◆ Task to complete ◆
Except for images, print the whole listing verbatim.

⟨

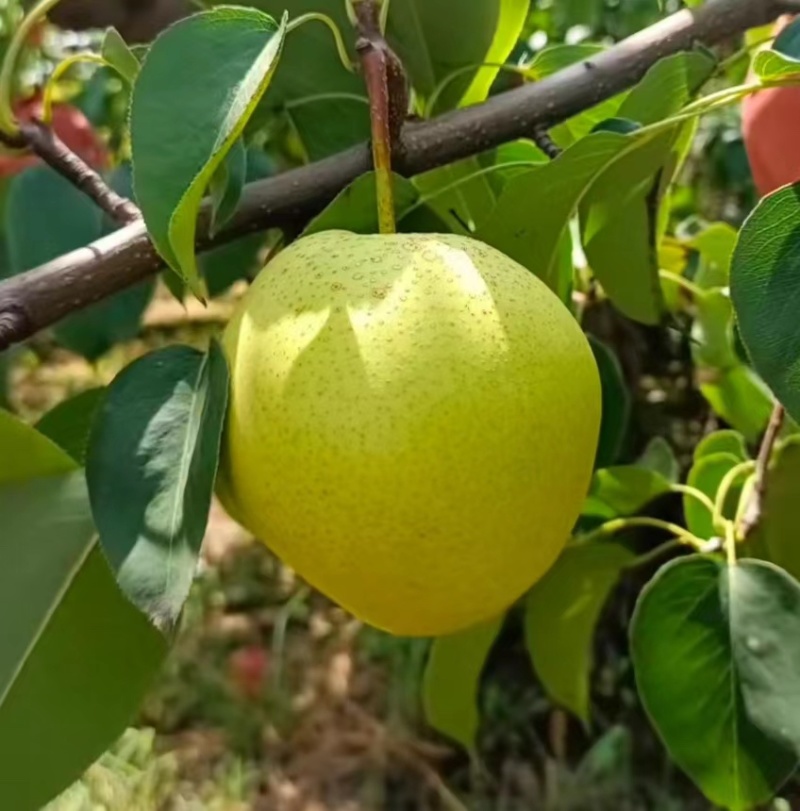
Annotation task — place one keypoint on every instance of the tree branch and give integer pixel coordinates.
(43, 140)
(752, 514)
(40, 297)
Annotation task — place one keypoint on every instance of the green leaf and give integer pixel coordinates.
(73, 221)
(561, 613)
(119, 56)
(536, 206)
(712, 331)
(240, 259)
(226, 186)
(780, 521)
(451, 682)
(355, 209)
(706, 476)
(458, 195)
(717, 666)
(765, 288)
(27, 453)
(227, 264)
(739, 397)
(151, 467)
(618, 230)
(197, 88)
(659, 457)
(346, 117)
(421, 31)
(623, 490)
(725, 441)
(616, 405)
(69, 424)
(77, 657)
(313, 85)
(619, 213)
(715, 244)
(783, 59)
(667, 87)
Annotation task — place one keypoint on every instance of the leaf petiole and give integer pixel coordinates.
(744, 468)
(341, 47)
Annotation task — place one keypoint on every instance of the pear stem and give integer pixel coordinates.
(388, 103)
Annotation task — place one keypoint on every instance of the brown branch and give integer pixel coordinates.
(43, 141)
(752, 515)
(541, 137)
(42, 296)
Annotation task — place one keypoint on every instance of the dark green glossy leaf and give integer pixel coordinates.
(197, 88)
(765, 288)
(718, 668)
(561, 613)
(69, 424)
(616, 405)
(64, 615)
(151, 467)
(452, 681)
(779, 527)
(27, 453)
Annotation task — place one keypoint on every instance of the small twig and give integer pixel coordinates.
(752, 514)
(541, 137)
(44, 142)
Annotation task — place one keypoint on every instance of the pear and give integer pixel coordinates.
(412, 425)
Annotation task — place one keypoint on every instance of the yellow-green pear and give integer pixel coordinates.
(412, 427)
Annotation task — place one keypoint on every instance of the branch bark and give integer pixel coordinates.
(41, 297)
(52, 150)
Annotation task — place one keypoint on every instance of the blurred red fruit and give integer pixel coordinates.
(248, 669)
(770, 122)
(71, 126)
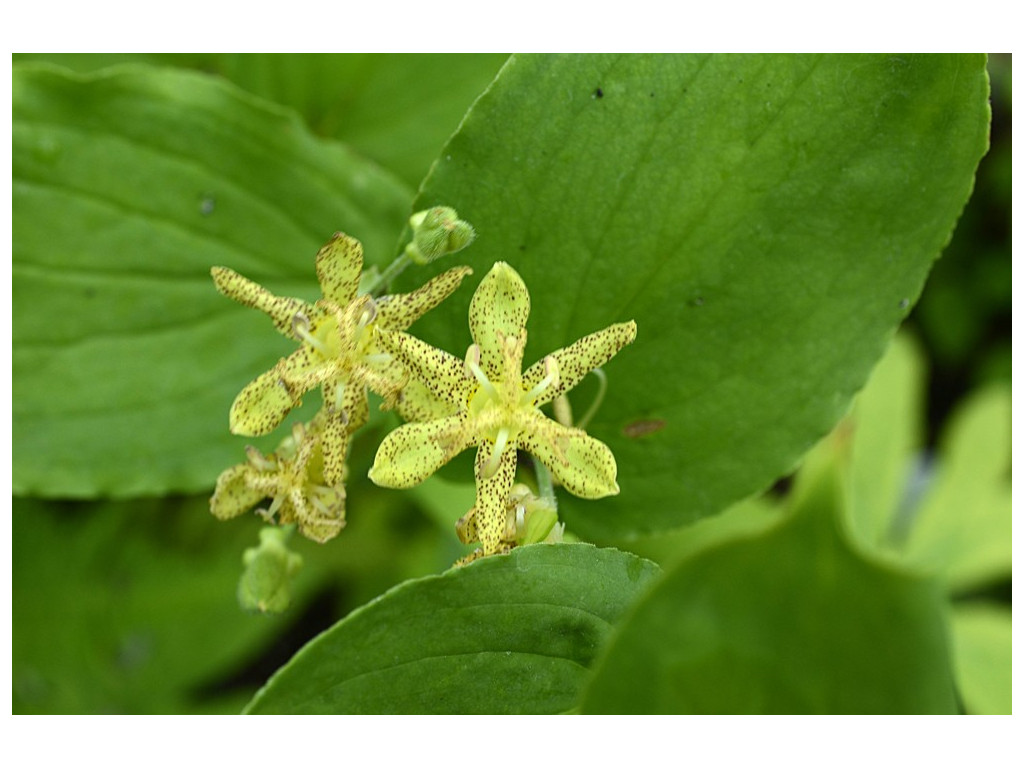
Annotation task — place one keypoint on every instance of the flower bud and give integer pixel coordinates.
(269, 567)
(437, 231)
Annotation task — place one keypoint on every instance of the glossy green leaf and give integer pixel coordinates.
(397, 110)
(963, 528)
(767, 220)
(982, 657)
(127, 187)
(508, 634)
(792, 621)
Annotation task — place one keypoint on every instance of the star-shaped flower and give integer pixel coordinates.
(293, 477)
(496, 407)
(338, 347)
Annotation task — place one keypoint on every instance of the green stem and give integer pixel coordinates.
(390, 272)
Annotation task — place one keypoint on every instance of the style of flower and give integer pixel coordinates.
(293, 477)
(338, 347)
(528, 519)
(496, 407)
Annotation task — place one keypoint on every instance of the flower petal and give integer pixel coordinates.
(584, 465)
(416, 402)
(261, 406)
(233, 495)
(439, 372)
(500, 305)
(339, 265)
(578, 359)
(281, 308)
(414, 452)
(493, 497)
(341, 416)
(399, 311)
(322, 516)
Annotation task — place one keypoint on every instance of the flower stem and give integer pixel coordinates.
(391, 271)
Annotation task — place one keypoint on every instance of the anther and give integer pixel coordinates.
(300, 325)
(473, 367)
(496, 455)
(550, 380)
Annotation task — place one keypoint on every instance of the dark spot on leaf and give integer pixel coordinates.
(643, 426)
(207, 204)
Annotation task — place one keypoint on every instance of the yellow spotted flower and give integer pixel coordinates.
(496, 407)
(293, 478)
(338, 347)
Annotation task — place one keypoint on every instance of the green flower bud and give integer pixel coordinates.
(437, 231)
(269, 567)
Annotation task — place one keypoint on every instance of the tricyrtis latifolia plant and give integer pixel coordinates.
(352, 342)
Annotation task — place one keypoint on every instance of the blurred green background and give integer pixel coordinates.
(129, 606)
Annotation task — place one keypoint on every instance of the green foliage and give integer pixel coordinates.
(504, 635)
(768, 221)
(128, 187)
(791, 621)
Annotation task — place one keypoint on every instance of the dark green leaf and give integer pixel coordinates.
(396, 109)
(508, 634)
(127, 187)
(767, 220)
(792, 621)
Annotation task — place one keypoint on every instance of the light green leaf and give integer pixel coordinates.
(507, 634)
(767, 220)
(963, 528)
(127, 187)
(982, 650)
(887, 433)
(792, 621)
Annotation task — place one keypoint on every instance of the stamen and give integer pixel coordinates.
(302, 331)
(496, 455)
(550, 380)
(602, 387)
(473, 366)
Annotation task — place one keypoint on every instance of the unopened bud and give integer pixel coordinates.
(265, 583)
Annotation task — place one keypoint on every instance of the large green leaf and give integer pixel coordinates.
(127, 187)
(963, 527)
(767, 220)
(396, 109)
(790, 621)
(509, 634)
(983, 657)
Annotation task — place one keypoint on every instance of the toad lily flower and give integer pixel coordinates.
(338, 347)
(293, 477)
(496, 407)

⟩

◆ Exercise answer ◆
Annotation task — place one keypoint on every instance of the tree branch and give integer pixel coordinates.
(43, 140)
(752, 514)
(40, 297)
Annotation task — place one keypoint on every instance of the green leaf and give integer pixel coordinates.
(73, 221)
(561, 613)
(119, 56)
(536, 206)
(712, 331)
(240, 259)
(226, 186)
(780, 521)
(451, 682)
(355, 209)
(706, 476)
(458, 195)
(717, 666)
(765, 288)
(27, 453)
(227, 264)
(739, 397)
(151, 467)
(618, 230)
(197, 88)
(659, 457)
(346, 117)
(421, 31)
(623, 490)
(725, 441)
(616, 405)
(69, 424)
(77, 657)
(313, 85)
(619, 213)
(715, 244)
(783, 59)
(667, 87)
Annotation task — place one keypoint on every instance of the leaf petiole and give integer pixel coordinates.
(744, 468)
(341, 47)
Annotation task — place one keypoint on every instance of the pear stem and give integer pixel coordinates.
(388, 103)
Annotation task — place one keypoint on every instance of the brown branch and give integer pixel coordinates.
(43, 141)
(752, 515)
(541, 137)
(42, 296)
Annotation task — place one keypoint on every instance of the dark green glossy leaf and give integer pixel coordinates.
(197, 88)
(765, 288)
(718, 668)
(561, 613)
(69, 424)
(616, 405)
(64, 615)
(151, 467)
(452, 681)
(779, 527)
(27, 453)
Annotation task — place one keypoint on every instance of the small twig and give integer pixel coordinates.
(752, 514)
(541, 137)
(44, 142)
Annotation task — place one keypoint on every instance of the pear and give integer pixel coordinates.
(412, 425)
Annotation task — place one keypoint on every instance of the yellow-green pear and give integer pixel coordinates.
(412, 427)
Annotation task — place one keypoint on every instance of the branch bark and give integer pixel coordinates.
(41, 297)
(52, 150)
Annotation task — place one keypoint on every instance of the blurred red fruit and give integer pixel coordinates.
(248, 669)
(770, 122)
(71, 126)
Annotation task — place one keypoint on every instance of the flower bud and give integer pixel coordinates.
(269, 567)
(437, 231)
Annotation task — place one keypoint on every instance of the glossy green leaf and give integer pixel coordinates.
(397, 110)
(963, 528)
(767, 220)
(982, 657)
(127, 187)
(508, 634)
(792, 621)
Annotation task — place one keypoint on every instance of the star-shaped flower and give integer pixel coordinates.
(293, 477)
(496, 407)
(338, 347)
Annotation task — place one keypoint on every instance of the green stem and give integer pixel coordinates.
(390, 272)
Annotation task — place one keypoint on every instance of the style of flower and give integer pixel coordinates.
(293, 477)
(338, 347)
(528, 519)
(496, 407)
Annotation task — place one keypoint on every instance of the flower petal and give integer pixel coordinates.
(584, 465)
(416, 402)
(261, 406)
(233, 495)
(439, 372)
(500, 305)
(339, 265)
(578, 359)
(281, 308)
(414, 452)
(493, 497)
(341, 416)
(399, 311)
(322, 516)
Annotation task — place one keypoint on every instance of the flower stem and give integer pixel coordinates.
(391, 271)
Annotation task — place one keypoint on every instance of the anther and give integer pixel coordinates.
(300, 325)
(473, 367)
(496, 455)
(550, 380)
Annotation task — place one keypoint on every instance of the dark spot on leaf and give integer pixel coordinates.
(643, 426)
(207, 204)
Annotation task — place one keypoint on every instance of the yellow spotted flower and give integer pixel coordinates.
(496, 407)
(293, 478)
(338, 347)
Annotation task — place one keypoint on every instance of the green flower bud and give integer pixel coordinates.
(437, 231)
(269, 567)
Annotation task — place one keypoint on every instance of the tricyrtis latifolia plant and give integer pixel coordinates.
(352, 342)
Annotation task — place one keypoint on every instance of the blurred green background and give integer pixel coordinates.
(129, 606)
Annotation task — place one keypoint on every instance of the green foliage and give integer pixel coordinates.
(504, 635)
(768, 221)
(128, 187)
(791, 621)
Annotation task — place one keypoint on every instance of the dark green leaf and give integer pixel coordinates.
(396, 109)
(508, 634)
(127, 187)
(767, 220)
(792, 621)
Annotation task — place one keypoint on every instance of the light green leaf and give integer pixel coordinates.
(507, 634)
(767, 220)
(963, 528)
(127, 187)
(982, 650)
(887, 433)
(792, 621)
Annotation task — place one keypoint on every instance of the stamen and give integer pixel coordinates.
(302, 331)
(496, 455)
(550, 380)
(602, 387)
(473, 366)
Annotation task — place one keypoint on every instance of the unopened bud and give integer pixel coordinates.
(265, 583)
Annotation task — place one keypoint on every instance of the large green leaf and give integer pixel coordinates.
(127, 187)
(963, 527)
(767, 220)
(396, 109)
(790, 621)
(509, 634)
(983, 657)
Annotation task — place one keypoint on every instance of the toad lily flower and give integer pixel coordinates.
(338, 347)
(293, 477)
(496, 407)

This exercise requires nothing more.